### SELECTED PASSAGE

----------

A Saunter through a Silent City

Tom Preston

An urban hymn…by Tom Preston

 

I once helped a friend, a filmmaker, shoot a scene in an empty market square. It was summer. We arrived at 4am. As the sun came up, we captured that rare thing: an eerie moment of daylit urban silence.

Walking in a city is an act of defiance. It is usually the least efficient way to travel. There is often no destination. The idea of ‘going for a walk’ in an urban environment denotes a kind of subversiveness. Who does that? For most people urban travel is about getting from one place to another as quickly as possible. To wilfully choose to spend an hour walking to see a friend rather than getting a 10-minute Uber ride, feels like a radical rejection one of the tenets of our core cultural creed: optimisation. To slowly meander through a city or town, whilst the buses and taxis and cars and bikes fly past you, is to shout into the wind, ‘I opt out!’ The recent emergence of electric scooters ensures the few minutes it used to take you to walk from your home to the bus need no longer be wasted: you can hop on a scooter and be there in a matter of seconds. I prefer to take my time, observe my surroundings; notice how the quality of the air changes, how the familiar streets shrink and bloom with the changing of the seasons. 

I love walking in the countryside as well. Sometimes escaping the urban environment is a necessary and cleansing thing. Nothing quite clears the cobwebs like being punched in the face by a ferocious wind in the Peak District, my closest National Park. And until recently, if I wanted solitude and a sense of the vastness, emptiness, I had to get in my car and drive until I found it. The covid-19 pandemic and its various lockdowns have temporarily changed that: my city, Nottingham, is now an enormous barren urban landscape. Like an unnerving establishing shot in a horror film, the absence of visible human life in the city, coupled with the actual background dread of the pandemic itself, has endowed my urban walks a with a surreal, almost apocalyptic quality. 

Late February 2021, deep into the third national lockdown. A bright blue day. The walk from my house in the north of Nottingham into the city centre and back takes around three hours — a little longer if you meander, which on this occasion I do. I cover around 13km (8miles). As I often do, when I walk into the city from my house, I take a slight detour to amble through the grounds of the hospital where I lived as an in-patient for a few months ten years ago. I remember watching the seasons change from my window, little dots of colour appearing amongst the green. The flowers were too far away to see properly, but the emergence of their vague shapes and colours, like an impressionist painting, brought me hope. Of course, now I have the privilege of seeing them up close. I take a photo and move on.

 
hospitalflowers
 

Trudging up the first of two hills — both of which by car feel like gentle slopes and on foot feel like Nepalese giants — I emerge in the Nottingham suburb of Sherwood, which is named after but nowhere near the legendary Sherwood Forest. Nevertheless, the area is full of references to Robin Hood et al. In normal times Sherwood is a lively place. Lots of people and lots of noise; good food and good places to drink. It is where I used to get my hair cut, before lockdown forced me to do it myself: just one of the many small but surprising ways in which my life has changed in the last year. Most of the shops in Sherwood are independent, and so the small-business owners here are perhaps more vulnerable than those who own the average high street shop. I walk by one such shop and the signs in the window catch my eye. There are the usual covid-related health and safety instructions, but then a handwritten notice: ‘Annie had a baby boy / Saturday / Samuel / both are well.’ I’m moved by the brevity and directness. I find myself pausing to think of all the customers, people who know Annie and used to visit her shop, who will walk by and read this note and find their hearts lifted.

----------

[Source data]
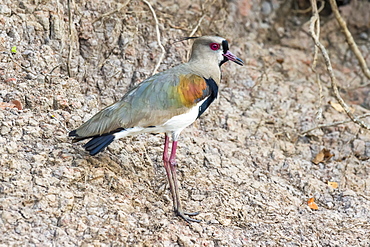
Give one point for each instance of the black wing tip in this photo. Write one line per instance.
(98, 144)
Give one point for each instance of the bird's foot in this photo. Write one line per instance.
(185, 216)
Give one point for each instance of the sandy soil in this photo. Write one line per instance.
(245, 165)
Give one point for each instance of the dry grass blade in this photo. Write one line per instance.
(158, 36)
(350, 41)
(314, 20)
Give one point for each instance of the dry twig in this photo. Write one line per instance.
(158, 36)
(70, 39)
(313, 23)
(350, 41)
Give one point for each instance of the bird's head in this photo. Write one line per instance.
(213, 48)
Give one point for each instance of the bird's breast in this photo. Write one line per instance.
(191, 89)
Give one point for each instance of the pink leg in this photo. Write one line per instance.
(177, 203)
(167, 166)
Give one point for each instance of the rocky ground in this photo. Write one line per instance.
(246, 165)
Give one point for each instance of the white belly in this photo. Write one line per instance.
(172, 126)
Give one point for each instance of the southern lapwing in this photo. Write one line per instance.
(166, 103)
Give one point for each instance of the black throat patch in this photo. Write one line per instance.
(225, 48)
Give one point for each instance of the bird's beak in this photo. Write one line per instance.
(233, 58)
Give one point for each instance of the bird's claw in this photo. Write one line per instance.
(185, 215)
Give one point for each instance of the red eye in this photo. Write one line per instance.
(214, 46)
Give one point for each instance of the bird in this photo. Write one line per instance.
(166, 102)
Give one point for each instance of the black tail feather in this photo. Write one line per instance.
(98, 144)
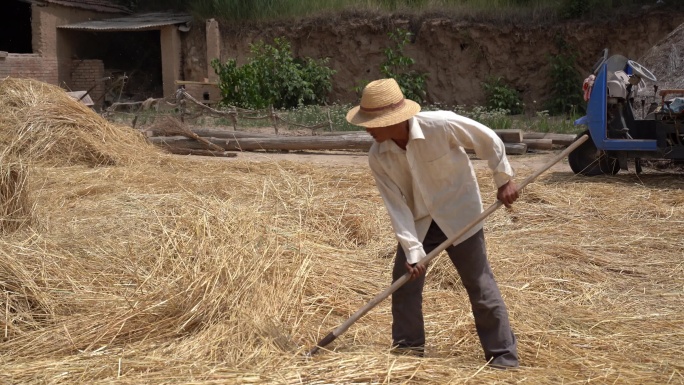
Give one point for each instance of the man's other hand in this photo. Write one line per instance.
(415, 270)
(508, 193)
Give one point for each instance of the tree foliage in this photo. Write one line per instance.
(274, 77)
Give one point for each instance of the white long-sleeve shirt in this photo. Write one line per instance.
(433, 179)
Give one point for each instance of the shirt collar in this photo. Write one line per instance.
(415, 132)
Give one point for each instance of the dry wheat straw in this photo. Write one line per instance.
(205, 271)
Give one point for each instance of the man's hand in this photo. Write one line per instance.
(415, 270)
(508, 193)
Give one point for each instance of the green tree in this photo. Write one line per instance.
(273, 77)
(398, 65)
(566, 90)
(502, 96)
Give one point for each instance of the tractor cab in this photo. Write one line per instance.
(616, 134)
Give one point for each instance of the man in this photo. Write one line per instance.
(430, 190)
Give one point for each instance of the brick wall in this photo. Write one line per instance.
(29, 66)
(197, 90)
(86, 74)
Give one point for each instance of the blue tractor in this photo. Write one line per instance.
(617, 137)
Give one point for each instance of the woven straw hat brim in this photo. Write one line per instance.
(384, 118)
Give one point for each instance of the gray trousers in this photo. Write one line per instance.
(491, 317)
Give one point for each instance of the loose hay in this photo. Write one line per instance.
(205, 271)
(41, 123)
(214, 272)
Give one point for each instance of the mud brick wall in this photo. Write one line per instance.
(86, 74)
(197, 91)
(29, 66)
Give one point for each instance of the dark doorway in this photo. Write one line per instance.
(15, 28)
(136, 55)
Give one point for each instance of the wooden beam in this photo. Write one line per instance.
(510, 135)
(557, 139)
(539, 144)
(294, 143)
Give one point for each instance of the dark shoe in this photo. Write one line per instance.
(404, 350)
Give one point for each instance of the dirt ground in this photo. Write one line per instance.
(360, 159)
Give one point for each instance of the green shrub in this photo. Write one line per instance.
(397, 65)
(273, 77)
(574, 9)
(566, 84)
(500, 95)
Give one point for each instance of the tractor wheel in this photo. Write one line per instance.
(588, 160)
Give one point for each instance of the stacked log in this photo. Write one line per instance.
(515, 141)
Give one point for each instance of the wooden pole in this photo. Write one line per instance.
(403, 279)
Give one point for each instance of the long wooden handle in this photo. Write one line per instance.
(403, 279)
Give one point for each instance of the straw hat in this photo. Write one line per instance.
(382, 104)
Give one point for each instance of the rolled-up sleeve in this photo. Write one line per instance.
(399, 212)
(475, 136)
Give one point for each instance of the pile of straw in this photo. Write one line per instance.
(15, 204)
(40, 122)
(213, 271)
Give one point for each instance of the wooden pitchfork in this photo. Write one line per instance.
(403, 279)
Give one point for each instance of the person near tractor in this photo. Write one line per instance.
(429, 188)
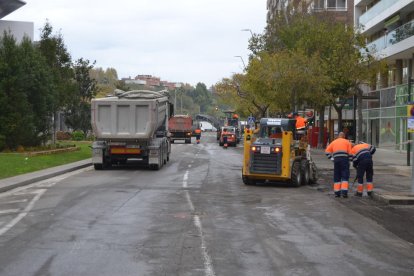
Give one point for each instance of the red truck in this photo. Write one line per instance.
(180, 127)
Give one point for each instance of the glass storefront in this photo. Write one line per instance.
(385, 120)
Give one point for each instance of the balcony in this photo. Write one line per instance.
(375, 10)
(399, 34)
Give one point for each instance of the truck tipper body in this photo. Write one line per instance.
(131, 125)
(180, 127)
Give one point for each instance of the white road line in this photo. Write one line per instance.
(185, 179)
(9, 211)
(13, 201)
(208, 266)
(28, 208)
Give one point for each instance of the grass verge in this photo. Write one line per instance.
(13, 164)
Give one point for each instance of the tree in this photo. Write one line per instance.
(54, 51)
(24, 94)
(78, 112)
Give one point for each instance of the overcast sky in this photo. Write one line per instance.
(178, 40)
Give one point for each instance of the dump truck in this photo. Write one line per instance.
(180, 127)
(277, 152)
(131, 125)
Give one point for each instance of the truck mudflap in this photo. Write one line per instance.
(154, 151)
(98, 148)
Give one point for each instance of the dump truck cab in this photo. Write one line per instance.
(230, 133)
(276, 152)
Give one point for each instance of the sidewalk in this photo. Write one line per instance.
(28, 178)
(392, 176)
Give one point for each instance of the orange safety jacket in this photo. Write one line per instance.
(361, 152)
(340, 147)
(300, 122)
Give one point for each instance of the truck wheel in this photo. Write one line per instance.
(305, 170)
(248, 182)
(296, 177)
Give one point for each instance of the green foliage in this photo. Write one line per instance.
(78, 111)
(24, 93)
(12, 164)
(78, 136)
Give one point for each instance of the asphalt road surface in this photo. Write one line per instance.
(192, 217)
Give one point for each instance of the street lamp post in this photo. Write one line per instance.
(244, 65)
(247, 30)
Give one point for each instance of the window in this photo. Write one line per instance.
(336, 4)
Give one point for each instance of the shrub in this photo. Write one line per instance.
(62, 135)
(78, 136)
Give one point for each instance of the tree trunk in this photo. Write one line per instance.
(359, 93)
(321, 133)
(339, 109)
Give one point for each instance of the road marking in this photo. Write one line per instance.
(185, 179)
(26, 210)
(9, 211)
(14, 201)
(43, 183)
(208, 266)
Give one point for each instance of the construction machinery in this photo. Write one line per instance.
(277, 152)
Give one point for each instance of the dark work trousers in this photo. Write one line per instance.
(341, 175)
(365, 166)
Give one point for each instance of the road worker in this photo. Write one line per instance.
(300, 121)
(340, 150)
(362, 161)
(197, 132)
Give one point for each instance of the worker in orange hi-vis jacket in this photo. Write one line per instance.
(198, 135)
(300, 121)
(340, 150)
(362, 161)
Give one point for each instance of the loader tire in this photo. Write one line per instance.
(305, 170)
(296, 177)
(313, 173)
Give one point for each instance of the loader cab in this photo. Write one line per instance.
(273, 128)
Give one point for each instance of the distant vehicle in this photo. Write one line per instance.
(180, 127)
(206, 126)
(230, 133)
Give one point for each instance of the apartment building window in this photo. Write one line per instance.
(336, 4)
(319, 4)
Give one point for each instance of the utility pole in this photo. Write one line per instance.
(410, 72)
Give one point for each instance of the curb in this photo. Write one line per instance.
(26, 179)
(394, 199)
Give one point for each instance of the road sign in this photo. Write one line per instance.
(250, 120)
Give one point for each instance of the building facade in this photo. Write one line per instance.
(389, 28)
(341, 10)
(18, 29)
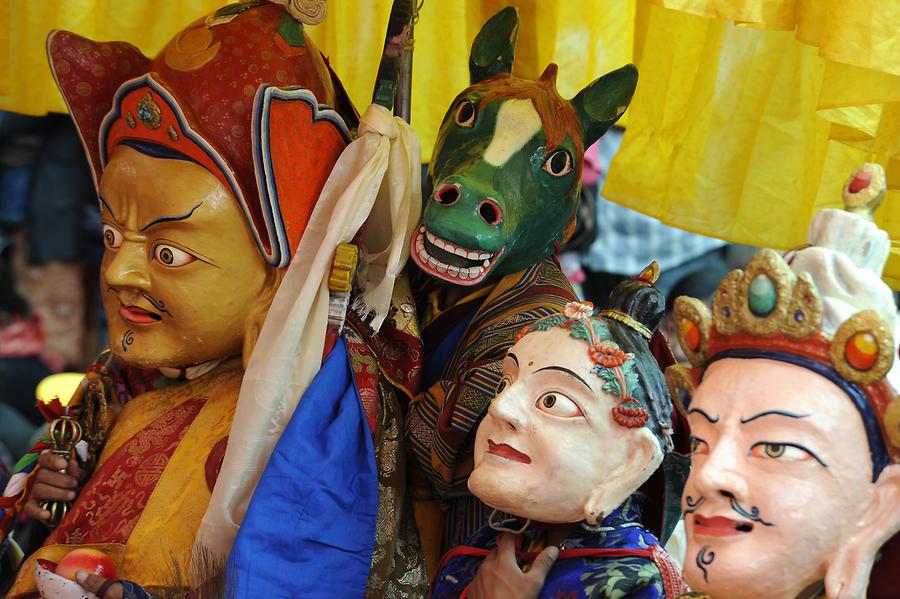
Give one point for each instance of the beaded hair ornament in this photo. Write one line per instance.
(613, 365)
(769, 311)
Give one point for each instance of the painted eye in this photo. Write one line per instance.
(781, 451)
(465, 114)
(558, 164)
(557, 404)
(112, 237)
(699, 446)
(171, 256)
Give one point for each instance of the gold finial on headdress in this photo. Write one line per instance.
(650, 274)
(865, 190)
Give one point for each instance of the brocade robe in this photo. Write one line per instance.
(618, 559)
(465, 344)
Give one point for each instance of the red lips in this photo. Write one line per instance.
(139, 315)
(719, 526)
(505, 451)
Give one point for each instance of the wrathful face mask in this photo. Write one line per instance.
(780, 480)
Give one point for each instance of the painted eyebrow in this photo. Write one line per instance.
(108, 207)
(703, 413)
(773, 413)
(567, 371)
(169, 219)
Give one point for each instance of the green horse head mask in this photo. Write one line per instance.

----------

Print the passage of the essay on walking through Nottingham word for word, from "I once helped" up to and including "daylit urban silence.".

I once helped a friend, a filmmaker, shoot a scene in an empty market square. It was summer. We arrived at 4am. As the sun came up, we captured that rare thing: an eerie moment of daylit urban silence.